Problem to solve: Each entry must be given again exactly; images do not belong in the copy.

Data section:
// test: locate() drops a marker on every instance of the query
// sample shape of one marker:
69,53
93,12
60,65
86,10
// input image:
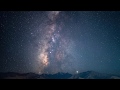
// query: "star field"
60,41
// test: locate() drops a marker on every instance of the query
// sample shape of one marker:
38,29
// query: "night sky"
60,41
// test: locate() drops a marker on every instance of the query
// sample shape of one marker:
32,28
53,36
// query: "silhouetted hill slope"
60,75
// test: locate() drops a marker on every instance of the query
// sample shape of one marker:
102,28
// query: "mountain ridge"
59,75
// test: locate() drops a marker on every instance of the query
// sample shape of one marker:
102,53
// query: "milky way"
60,41
52,52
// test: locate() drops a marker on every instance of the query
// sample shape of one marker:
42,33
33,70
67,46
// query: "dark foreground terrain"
83,75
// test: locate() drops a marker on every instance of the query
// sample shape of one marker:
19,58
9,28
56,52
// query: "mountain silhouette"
59,75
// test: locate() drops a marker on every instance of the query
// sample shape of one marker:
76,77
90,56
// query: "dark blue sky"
66,41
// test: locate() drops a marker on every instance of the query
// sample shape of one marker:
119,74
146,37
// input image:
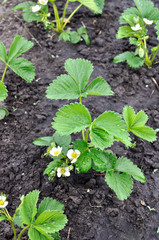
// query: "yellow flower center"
74,155
56,152
62,170
1,202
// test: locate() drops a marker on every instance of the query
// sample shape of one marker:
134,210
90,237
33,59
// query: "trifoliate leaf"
124,32
71,119
50,221
23,68
98,87
50,204
28,208
19,45
40,235
80,145
84,162
100,138
3,113
63,88
112,123
102,161
126,166
80,70
121,184
3,91
3,53
43,141
2,218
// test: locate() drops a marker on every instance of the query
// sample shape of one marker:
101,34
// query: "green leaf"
49,204
28,208
123,57
80,70
2,218
100,138
43,141
19,45
133,41
80,145
135,62
3,91
102,161
145,132
3,53
63,88
35,234
124,32
112,123
23,68
121,184
84,162
61,140
3,113
98,87
71,119
124,165
74,37
50,221
53,165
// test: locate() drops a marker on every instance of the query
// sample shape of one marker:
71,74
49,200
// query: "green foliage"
73,85
97,135
136,21
71,119
58,25
43,223
75,37
136,124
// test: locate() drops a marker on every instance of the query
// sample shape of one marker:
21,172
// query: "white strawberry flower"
56,151
43,2
36,8
63,171
148,22
137,27
3,202
73,155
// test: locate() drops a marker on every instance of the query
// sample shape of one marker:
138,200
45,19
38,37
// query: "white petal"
74,160
69,153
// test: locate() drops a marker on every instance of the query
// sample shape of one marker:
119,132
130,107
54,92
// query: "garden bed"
92,208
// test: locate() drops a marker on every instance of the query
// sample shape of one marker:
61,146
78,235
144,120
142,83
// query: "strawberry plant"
98,135
21,66
42,223
39,12
136,20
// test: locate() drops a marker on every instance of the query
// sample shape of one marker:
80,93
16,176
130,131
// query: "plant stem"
64,11
22,232
71,16
4,73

Answer to this problem:
// test: locate() drops a marker on every instance of the query
// sample shape of one marker:
69,53
93,12
60,65
86,10
// input image:
// query: "star field"
60,41
// test: locate() drops a marker on every instance of the query
// sample shape of one marker:
38,29
// query: "night sky"
60,41
// test: locate() drops a marker on every instance of the query
// sample shape of one marker:
32,28
53,36
// query: "silhouetted hill slope"
60,75
// test: locate() drops a marker on every instance of the query
// sample shape of one marker:
102,28
// query: "mountain ridge"
59,75
// test: locate() drops a marker on every instance of the query
// sample shape of one marker:
102,53
// query: "milky way"
60,41
52,52
// test: locate() drops a marker on every instance of the query
// sample shape of one marker:
42,33
33,70
67,46
// query: "dark foreground terrain"
83,75
// test: locate() drops a marker on every instance of the query
// sample shape of one marker:
19,58
9,28
56,52
// query: "mountain silhouette"
59,75
// test: locate() drops a marker on every instance of the query
// sample shape of one marker:
76,77
90,56
// query: "dark blue sky"
66,41
// test: locate() drops a marker on every instance of the query
// sample shape of one marker:
119,74
146,37
// input image:
// query: "yellow flower center"
74,155
56,152
62,170
1,202
// test: locate() drops a marker on every instance of the query
// sample shape of one marker:
134,210
90,237
33,59
// query: "trifoliate leaf"
124,32
71,119
50,221
23,68
98,87
50,204
28,208
19,45
40,235
80,145
84,162
100,138
3,113
63,88
112,123
102,161
126,166
80,70
121,184
3,91
3,53
43,141
2,218
// test: locate() drops a marker on every instance of the query
// sample shape of one marker:
101,34
// query: "green leaf"
49,204
28,208
123,57
80,70
2,218
100,138
43,141
19,45
133,41
80,145
135,62
3,91
102,161
145,132
3,53
63,88
35,234
124,32
112,123
23,68
121,184
84,162
61,140
3,113
98,87
71,119
124,165
74,37
50,221
53,165
// test: locate() drops a marker on every instance of the query
// sample shape of one marker:
71,74
49,200
// query: "green foliage"
73,85
97,135
136,21
71,119
58,25
43,223
75,37
136,124
// test: locate() drops a marker on every instance of the query
// sample shape of one marker:
21,172
// query: "white strawberry flower"
56,151
43,2
36,8
63,171
148,22
137,27
3,202
73,155
// test: locate() drops a marker on every instance of the query
// sample shape of one marker:
138,200
45,19
38,37
// query: "white petal"
74,160
69,153
// test: locate() drops a marker on every instance of the query
// sample shape of one marker:
119,132
130,107
54,92
// query: "garden bed"
92,208
// test: locate() drops a marker on every instance of the query
// sample shape of one marker:
61,146
78,235
144,120
142,83
// query: "strawberry plant"
98,135
21,66
42,223
39,12
136,20
// test: locate() drops a marker on every instance of the query
// sample shape of one marker:
80,93
16,176
130,131
// query: "plant stem"
64,11
22,232
71,16
4,73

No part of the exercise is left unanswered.